◆ **AIM OF THE EXERCISE**: Change every "Please follow this form" in the entries below to "Use this format", and reproduce them otherwise unaltered. Leave the pictures out of your answer.

◆ **DATA SUPPLIED**:
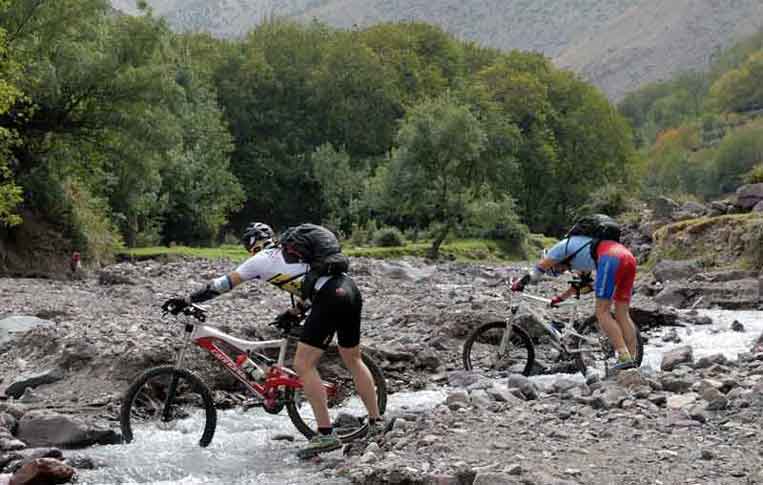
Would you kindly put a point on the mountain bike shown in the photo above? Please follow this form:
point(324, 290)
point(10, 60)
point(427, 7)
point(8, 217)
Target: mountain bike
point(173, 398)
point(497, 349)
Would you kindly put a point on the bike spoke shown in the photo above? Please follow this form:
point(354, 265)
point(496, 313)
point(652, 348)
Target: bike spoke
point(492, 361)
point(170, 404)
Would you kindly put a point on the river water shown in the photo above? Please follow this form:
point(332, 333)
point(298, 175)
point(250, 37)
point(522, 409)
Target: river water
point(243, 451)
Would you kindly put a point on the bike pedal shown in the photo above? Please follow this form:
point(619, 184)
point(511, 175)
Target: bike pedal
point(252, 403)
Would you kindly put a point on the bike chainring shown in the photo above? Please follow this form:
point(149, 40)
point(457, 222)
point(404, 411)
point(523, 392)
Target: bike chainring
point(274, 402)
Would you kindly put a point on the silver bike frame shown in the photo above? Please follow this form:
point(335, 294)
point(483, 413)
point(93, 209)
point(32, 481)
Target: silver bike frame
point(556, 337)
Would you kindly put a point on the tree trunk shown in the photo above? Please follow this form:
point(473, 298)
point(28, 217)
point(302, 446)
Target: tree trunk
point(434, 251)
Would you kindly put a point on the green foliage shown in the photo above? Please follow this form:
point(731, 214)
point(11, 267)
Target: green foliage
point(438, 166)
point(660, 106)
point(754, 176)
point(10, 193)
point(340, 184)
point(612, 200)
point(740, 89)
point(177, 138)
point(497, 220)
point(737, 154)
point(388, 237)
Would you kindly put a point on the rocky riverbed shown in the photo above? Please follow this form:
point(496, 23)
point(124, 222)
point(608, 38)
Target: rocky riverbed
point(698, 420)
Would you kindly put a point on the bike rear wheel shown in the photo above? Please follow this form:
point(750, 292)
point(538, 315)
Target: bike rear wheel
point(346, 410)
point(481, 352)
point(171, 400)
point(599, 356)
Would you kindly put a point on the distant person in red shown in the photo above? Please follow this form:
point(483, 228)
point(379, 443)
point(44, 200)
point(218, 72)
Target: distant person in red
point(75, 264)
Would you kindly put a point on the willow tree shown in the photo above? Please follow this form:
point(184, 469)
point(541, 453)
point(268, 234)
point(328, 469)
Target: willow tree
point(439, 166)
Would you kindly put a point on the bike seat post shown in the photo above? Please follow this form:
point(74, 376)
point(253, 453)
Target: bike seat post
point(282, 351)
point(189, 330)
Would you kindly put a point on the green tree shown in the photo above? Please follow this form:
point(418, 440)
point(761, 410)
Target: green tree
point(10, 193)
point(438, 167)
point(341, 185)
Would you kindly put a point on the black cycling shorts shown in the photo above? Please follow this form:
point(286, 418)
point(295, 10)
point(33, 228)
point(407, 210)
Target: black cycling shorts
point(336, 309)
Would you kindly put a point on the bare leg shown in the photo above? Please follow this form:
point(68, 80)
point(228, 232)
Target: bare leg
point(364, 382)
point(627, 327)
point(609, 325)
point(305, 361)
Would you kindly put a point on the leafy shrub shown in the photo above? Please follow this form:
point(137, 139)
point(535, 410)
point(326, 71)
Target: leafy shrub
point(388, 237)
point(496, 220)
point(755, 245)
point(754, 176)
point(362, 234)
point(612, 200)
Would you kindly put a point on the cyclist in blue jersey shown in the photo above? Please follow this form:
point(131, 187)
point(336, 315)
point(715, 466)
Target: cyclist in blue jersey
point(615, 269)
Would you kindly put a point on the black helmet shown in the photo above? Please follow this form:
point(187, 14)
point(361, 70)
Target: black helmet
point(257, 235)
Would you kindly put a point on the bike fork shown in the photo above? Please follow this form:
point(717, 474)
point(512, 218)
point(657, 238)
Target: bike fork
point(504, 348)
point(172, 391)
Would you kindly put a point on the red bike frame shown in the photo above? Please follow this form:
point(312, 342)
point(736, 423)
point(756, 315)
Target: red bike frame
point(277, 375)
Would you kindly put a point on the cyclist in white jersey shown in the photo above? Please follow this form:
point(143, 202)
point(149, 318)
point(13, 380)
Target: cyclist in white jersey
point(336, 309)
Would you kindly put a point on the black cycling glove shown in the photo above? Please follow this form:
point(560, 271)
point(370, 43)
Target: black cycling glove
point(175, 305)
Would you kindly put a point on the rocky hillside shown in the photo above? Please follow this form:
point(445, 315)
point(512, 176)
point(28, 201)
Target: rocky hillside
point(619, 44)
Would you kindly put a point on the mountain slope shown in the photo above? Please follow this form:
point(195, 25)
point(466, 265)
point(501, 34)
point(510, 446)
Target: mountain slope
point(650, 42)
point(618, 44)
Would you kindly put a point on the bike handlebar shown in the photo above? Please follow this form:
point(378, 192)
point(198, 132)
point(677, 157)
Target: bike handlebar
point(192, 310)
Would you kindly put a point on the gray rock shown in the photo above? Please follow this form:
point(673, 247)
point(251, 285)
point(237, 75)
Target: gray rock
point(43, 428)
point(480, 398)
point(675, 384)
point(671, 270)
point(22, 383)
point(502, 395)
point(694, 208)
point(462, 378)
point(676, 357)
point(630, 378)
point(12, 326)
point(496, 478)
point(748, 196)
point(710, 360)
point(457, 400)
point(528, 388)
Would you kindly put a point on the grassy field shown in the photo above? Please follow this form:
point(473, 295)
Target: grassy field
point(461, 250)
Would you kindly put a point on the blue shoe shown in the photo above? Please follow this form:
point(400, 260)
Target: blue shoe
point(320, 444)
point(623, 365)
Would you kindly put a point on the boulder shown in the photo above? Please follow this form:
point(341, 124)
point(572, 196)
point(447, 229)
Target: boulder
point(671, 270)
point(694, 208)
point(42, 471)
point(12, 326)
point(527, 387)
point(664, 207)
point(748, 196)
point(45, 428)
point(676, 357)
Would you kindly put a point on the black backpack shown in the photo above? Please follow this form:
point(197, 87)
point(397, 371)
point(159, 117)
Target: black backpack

◆ **EXERCISE RESULT**:
Would you kindly put a point on the mountain bike shown in the photo above? Use this format:
point(324, 290)
point(10, 60)
point(427, 7)
point(8, 217)
Target: mountain bike
point(173, 398)
point(497, 349)
Would you kindly put a point on the bike spoke shown in the photo above? Use this format:
point(354, 265)
point(496, 313)
point(652, 348)
Target: bike spoke
point(492, 361)
point(170, 404)
Would you kindly put a point on the river water shown in the photo above? Use this format:
point(332, 333)
point(298, 175)
point(250, 37)
point(522, 409)
Target: river water
point(243, 451)
Would you kindly put a point on the bike pedal shown in the photo above? Use this format:
point(619, 184)
point(511, 175)
Target: bike pedal
point(252, 403)
Would you kindly put a point on the bike chainring shown in the photo above? Use this format:
point(149, 40)
point(457, 222)
point(404, 411)
point(523, 392)
Target: bike chainring
point(274, 402)
Would you kindly put a point on the silver bike frame shown in the photo above? Use this format:
point(335, 294)
point(483, 413)
point(93, 209)
point(32, 481)
Target: silver bike frame
point(556, 337)
Would you kindly put a point on the tree trunk shown in the photo above? Use this format:
point(473, 298)
point(28, 217)
point(302, 446)
Target: tree trunk
point(434, 251)
Would you kindly put a point on the green foliage shown in the photo above? Use this format:
point(731, 214)
point(11, 267)
Target: green foliage
point(438, 166)
point(660, 106)
point(754, 176)
point(10, 193)
point(340, 184)
point(612, 200)
point(740, 89)
point(177, 138)
point(497, 220)
point(737, 154)
point(388, 237)
Would you kindly put a point on the rocky riverbed shown in the photo above? Use this format:
point(496, 23)
point(124, 222)
point(608, 38)
Target: rocky riverbed
point(698, 420)
Would you kindly put a point on the bike rear wheel shown in the photo above? Use this format:
point(750, 292)
point(538, 315)
Target: bike rear wheel
point(346, 410)
point(481, 352)
point(171, 400)
point(599, 356)
Would you kindly put a point on the distant person in red shown in the photo above? Use this format:
point(483, 228)
point(379, 443)
point(44, 200)
point(218, 72)
Target: distant person in red
point(75, 264)
Would you kindly put a point on the willow tree shown in the photo above? Use this format:
point(184, 469)
point(541, 453)
point(268, 234)
point(328, 469)
Target: willow tree
point(439, 166)
Would you kindly put a point on the bike seat post shown in the photo above? Use this format:
point(74, 376)
point(253, 453)
Target: bike seat post
point(282, 351)
point(189, 330)
Would you kindly put a point on the green tree shown in the photo above? Use this format:
point(418, 440)
point(761, 410)
Target: green tree
point(10, 193)
point(438, 167)
point(341, 185)
Would you kindly put a point on the black cycling shorts shown in the photo above? Use this format:
point(286, 418)
point(295, 10)
point(33, 228)
point(407, 210)
Target: black cycling shorts
point(336, 309)
Would you kindly put a point on the bare leg shown in the photo above? Use this format:
point(68, 80)
point(228, 232)
Target: bare leg
point(364, 382)
point(627, 327)
point(609, 325)
point(305, 361)
Would you kindly put a point on the leafy shrub shown in the photo above? Use this format:
point(137, 139)
point(535, 410)
point(326, 71)
Target: leafy shrub
point(388, 237)
point(496, 220)
point(755, 245)
point(754, 176)
point(362, 234)
point(612, 200)
Would you kindly put a point on the cyclist in blue jersey shown in the photo above? Use this format:
point(131, 187)
point(336, 315)
point(715, 466)
Target: cyclist in blue jersey
point(615, 269)
Would you kindly put a point on the black helmet shown in the photo above? Use this format:
point(187, 14)
point(361, 70)
Target: black helmet
point(257, 235)
Would you kindly put a point on the bike fork shown in the photo above? Use this format:
point(717, 474)
point(512, 218)
point(657, 238)
Target: bike fork
point(504, 348)
point(172, 391)
Would you kindly put a point on the red bike frame shown in the photo above? Use this format:
point(312, 342)
point(736, 423)
point(756, 315)
Target: red bike frame
point(277, 375)
Would you kindly put a point on the cyclist in white jersey shown in the photo above? Use this format:
point(143, 202)
point(149, 318)
point(13, 380)
Target: cyclist in white jersey
point(336, 309)
Would you kindly put a point on the black cycling glove shown in the photo above? Use this format:
point(560, 271)
point(370, 43)
Target: black cycling glove
point(175, 305)
Would you kindly put a point on the rocky hillside shown in the photo above? Use this format:
point(445, 315)
point(512, 176)
point(28, 201)
Target: rocky hillside
point(619, 44)
Would you kindly put a point on the mountain slope shown in the photo above? Use this format:
point(195, 25)
point(466, 265)
point(501, 34)
point(510, 446)
Target: mountain slope
point(650, 42)
point(618, 44)
Would you kindly put a point on the bike handlebar shown in the photo above? Use this format:
point(378, 192)
point(198, 132)
point(677, 157)
Target: bike handlebar
point(192, 310)
Would you kindly put a point on the gray rock shown in the photo above? Use this format:
point(673, 247)
point(251, 285)
point(237, 75)
Target: gray rock
point(43, 428)
point(480, 398)
point(675, 384)
point(671, 270)
point(22, 383)
point(502, 395)
point(694, 208)
point(462, 378)
point(676, 357)
point(630, 378)
point(12, 326)
point(496, 478)
point(748, 196)
point(710, 360)
point(457, 400)
point(528, 388)
Would you kindly put a point on the grassy field shown in the photo above? Use this format:
point(473, 295)
Target: grassy field
point(461, 250)
Would you kindly put a point on the blue shoe shown in the photo above? Use this format:
point(400, 260)
Target: blue shoe
point(320, 444)
point(623, 365)
Would you kindly put a point on the boulder shown in the photo above? Use this format:
point(341, 124)
point(572, 196)
point(447, 229)
Target: boulder
point(671, 270)
point(694, 208)
point(42, 471)
point(12, 326)
point(527, 387)
point(664, 207)
point(748, 196)
point(45, 428)
point(676, 357)
Would you kindly put a point on the black backpack shown in the photo above? Use this format:
point(197, 87)
point(397, 371)
point(159, 117)
Target: black backpack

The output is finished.